_Aim of the exercise_
Print out all of the data below, keeping it identical to the original.

Data excerpts:
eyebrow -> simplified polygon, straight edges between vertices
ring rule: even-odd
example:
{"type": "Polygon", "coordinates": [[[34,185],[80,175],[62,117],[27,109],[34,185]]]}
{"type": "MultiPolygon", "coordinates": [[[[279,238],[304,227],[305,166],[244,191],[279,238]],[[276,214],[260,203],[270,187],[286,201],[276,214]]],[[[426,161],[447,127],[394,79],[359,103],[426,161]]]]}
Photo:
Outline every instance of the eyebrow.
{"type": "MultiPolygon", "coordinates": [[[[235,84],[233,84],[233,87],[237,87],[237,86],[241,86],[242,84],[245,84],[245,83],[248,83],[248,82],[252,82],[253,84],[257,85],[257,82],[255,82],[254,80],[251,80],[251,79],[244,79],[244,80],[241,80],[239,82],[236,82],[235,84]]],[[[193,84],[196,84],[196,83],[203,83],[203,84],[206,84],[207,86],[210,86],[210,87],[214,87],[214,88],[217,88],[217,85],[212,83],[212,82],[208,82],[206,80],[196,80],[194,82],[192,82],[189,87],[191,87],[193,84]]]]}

_Output below_
eyebrow -> simplified polygon, straight edges between vertices
ring rule: even-odd
example:
{"type": "Polygon", "coordinates": [[[34,185],[80,175],[62,117],[27,109],[34,185]]]}
{"type": "MultiPolygon", "coordinates": [[[[279,238],[304,227],[305,166],[244,191],[279,238]],[[276,214],[260,203],[270,187],[286,201],[276,214]]],[[[426,161],[447,127],[394,79],[359,103],[426,161]]]]}
Photo:
Outline every instance of the eyebrow.
{"type": "MultiPolygon", "coordinates": [[[[235,84],[233,84],[233,87],[237,87],[237,86],[241,86],[242,84],[245,84],[245,83],[248,83],[248,82],[252,82],[253,84],[257,85],[257,82],[255,82],[254,80],[251,80],[251,79],[244,79],[244,80],[241,80],[239,82],[236,82],[235,84]]],[[[193,84],[196,84],[196,83],[203,83],[203,84],[206,84],[207,86],[210,86],[210,87],[214,87],[214,88],[217,88],[217,85],[212,83],[212,82],[208,82],[206,80],[196,80],[194,82],[192,82],[189,87],[191,87],[193,84]]]]}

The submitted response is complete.